▶ _Raw data_
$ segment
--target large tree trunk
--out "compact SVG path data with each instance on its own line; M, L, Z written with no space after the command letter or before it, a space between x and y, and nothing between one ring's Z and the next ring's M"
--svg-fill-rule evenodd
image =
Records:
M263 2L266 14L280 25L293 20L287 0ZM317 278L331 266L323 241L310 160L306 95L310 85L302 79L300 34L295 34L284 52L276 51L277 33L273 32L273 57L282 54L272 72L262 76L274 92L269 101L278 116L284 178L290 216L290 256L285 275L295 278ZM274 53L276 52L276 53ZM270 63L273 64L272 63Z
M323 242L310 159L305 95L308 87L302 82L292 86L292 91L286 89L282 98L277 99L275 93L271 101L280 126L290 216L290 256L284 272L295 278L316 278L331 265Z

---

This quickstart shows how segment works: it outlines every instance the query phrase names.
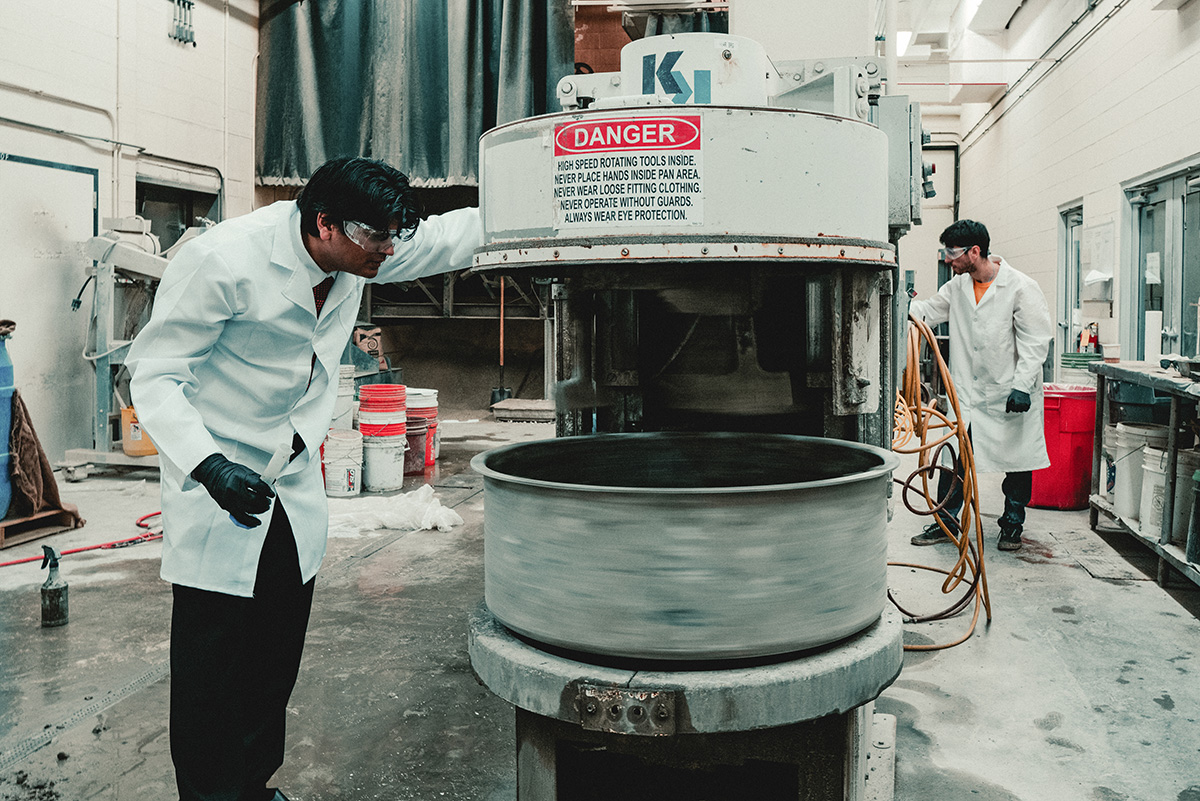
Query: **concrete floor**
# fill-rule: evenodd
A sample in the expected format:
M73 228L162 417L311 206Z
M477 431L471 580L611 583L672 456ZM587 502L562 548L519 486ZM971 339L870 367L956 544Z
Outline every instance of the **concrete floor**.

...

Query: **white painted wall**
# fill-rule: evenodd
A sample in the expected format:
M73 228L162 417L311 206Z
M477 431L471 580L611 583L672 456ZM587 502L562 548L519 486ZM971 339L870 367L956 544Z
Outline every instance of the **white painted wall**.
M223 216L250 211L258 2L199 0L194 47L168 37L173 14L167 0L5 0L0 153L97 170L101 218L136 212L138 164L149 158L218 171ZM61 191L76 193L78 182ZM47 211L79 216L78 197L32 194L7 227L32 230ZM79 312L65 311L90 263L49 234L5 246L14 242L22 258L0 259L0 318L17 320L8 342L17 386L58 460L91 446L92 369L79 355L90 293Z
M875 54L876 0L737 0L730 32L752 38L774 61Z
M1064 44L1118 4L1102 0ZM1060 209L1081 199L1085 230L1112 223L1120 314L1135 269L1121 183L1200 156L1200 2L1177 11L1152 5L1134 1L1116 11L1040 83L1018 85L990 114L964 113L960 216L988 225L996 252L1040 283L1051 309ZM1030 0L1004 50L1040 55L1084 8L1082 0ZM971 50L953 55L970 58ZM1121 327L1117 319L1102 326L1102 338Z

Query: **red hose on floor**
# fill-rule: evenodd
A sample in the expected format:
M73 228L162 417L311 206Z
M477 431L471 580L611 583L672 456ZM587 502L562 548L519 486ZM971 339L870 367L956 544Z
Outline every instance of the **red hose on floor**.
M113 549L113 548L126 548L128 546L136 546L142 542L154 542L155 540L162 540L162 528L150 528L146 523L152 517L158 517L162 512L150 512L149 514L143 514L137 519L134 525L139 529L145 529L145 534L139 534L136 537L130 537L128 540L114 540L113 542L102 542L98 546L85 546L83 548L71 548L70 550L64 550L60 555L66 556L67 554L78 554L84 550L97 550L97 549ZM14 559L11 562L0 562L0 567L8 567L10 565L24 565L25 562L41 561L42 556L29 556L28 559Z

▶ _What the task requires_
Rewrite the lines from the one containing "This quickstart shows" through the one containing "Outline every instance of the **concrete", inclusive, as a numbered list. Skip blank lines and leave out any pictures.

▶ _Task result_
1. This quickstart shows how segment works: it outlines every instance the query phrase names.
2. Query: **concrete floor**
3. # fill-rule: evenodd
4. A sample in the expected format:
5. M73 228L162 417L311 206Z
6. M477 431L471 580L611 583L672 456ZM587 502L562 548L519 486ZM971 339L870 367L956 544Z
7. Outline every instance of the **concrete floor**.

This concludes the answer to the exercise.